• [Listed records]
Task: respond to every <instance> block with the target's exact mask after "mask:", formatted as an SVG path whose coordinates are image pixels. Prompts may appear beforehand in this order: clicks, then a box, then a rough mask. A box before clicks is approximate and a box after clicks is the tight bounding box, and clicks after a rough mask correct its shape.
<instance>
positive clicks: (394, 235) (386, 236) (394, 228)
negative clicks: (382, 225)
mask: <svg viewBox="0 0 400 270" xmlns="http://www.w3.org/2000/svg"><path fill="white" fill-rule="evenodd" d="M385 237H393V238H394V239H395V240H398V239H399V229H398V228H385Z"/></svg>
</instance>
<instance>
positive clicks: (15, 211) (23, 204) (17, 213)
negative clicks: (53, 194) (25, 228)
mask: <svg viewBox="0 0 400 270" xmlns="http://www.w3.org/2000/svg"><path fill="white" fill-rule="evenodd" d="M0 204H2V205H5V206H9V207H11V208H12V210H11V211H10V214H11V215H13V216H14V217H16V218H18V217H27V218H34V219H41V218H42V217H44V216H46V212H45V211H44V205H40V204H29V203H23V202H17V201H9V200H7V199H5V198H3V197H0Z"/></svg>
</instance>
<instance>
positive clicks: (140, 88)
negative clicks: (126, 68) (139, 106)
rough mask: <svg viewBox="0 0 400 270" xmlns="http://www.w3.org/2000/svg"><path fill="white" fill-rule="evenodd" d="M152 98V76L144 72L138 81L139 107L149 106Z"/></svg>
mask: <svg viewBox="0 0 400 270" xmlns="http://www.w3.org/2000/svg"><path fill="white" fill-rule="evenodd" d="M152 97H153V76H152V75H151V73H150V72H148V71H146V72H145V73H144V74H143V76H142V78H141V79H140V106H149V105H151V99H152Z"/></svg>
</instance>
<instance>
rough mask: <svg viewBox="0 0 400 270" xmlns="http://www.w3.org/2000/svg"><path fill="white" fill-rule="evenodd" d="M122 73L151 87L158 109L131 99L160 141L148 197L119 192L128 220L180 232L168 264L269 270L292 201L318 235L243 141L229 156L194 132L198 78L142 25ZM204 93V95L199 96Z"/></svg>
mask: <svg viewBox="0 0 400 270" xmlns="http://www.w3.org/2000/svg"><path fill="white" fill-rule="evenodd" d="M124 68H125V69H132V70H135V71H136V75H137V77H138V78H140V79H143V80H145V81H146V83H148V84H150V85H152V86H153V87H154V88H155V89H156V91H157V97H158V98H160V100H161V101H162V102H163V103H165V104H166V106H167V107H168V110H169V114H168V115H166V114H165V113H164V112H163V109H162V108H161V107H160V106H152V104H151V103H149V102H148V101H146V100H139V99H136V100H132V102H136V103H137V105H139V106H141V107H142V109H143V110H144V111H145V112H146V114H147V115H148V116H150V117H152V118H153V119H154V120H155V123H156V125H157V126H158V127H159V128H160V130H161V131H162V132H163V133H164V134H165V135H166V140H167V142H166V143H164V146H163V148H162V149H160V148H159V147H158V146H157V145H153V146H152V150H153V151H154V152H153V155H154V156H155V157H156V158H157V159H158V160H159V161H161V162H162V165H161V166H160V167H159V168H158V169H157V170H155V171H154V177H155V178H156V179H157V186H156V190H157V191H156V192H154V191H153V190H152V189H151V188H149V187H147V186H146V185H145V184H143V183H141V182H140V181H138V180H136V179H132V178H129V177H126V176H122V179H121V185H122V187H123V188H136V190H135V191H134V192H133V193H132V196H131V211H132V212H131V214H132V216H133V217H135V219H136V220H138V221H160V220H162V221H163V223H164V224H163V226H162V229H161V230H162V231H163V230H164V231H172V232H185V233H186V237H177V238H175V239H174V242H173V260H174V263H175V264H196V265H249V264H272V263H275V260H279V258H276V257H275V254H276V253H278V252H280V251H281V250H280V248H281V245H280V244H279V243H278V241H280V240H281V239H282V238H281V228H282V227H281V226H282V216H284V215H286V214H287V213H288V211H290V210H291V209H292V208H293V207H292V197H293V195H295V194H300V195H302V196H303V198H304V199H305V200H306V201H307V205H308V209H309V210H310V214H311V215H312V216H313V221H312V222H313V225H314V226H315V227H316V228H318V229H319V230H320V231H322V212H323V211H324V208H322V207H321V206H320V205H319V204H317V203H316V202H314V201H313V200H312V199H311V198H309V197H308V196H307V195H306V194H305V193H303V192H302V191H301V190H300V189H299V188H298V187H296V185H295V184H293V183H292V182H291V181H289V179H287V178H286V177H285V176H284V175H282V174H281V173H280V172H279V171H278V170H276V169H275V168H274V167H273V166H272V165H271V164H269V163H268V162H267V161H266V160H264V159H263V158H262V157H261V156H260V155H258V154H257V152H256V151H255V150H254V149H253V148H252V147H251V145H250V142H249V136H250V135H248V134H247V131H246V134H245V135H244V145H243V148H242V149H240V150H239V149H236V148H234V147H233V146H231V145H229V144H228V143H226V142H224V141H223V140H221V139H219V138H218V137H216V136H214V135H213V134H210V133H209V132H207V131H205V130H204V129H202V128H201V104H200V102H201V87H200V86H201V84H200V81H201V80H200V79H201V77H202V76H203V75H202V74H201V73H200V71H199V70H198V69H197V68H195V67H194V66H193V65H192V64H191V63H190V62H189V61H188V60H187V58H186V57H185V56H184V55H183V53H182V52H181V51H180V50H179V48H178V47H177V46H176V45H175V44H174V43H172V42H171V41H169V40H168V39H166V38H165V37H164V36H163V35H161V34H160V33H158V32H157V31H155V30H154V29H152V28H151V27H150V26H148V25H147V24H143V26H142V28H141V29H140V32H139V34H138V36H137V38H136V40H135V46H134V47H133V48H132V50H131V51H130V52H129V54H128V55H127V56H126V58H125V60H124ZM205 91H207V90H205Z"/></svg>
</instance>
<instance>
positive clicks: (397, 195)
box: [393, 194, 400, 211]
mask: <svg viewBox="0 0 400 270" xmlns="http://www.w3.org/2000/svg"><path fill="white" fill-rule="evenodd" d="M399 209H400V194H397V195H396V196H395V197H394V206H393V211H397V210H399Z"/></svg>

• [Exercise goal]
Count the lines in the rows above that contain the string "positive". Reply with the number alone.

• [Response box]
4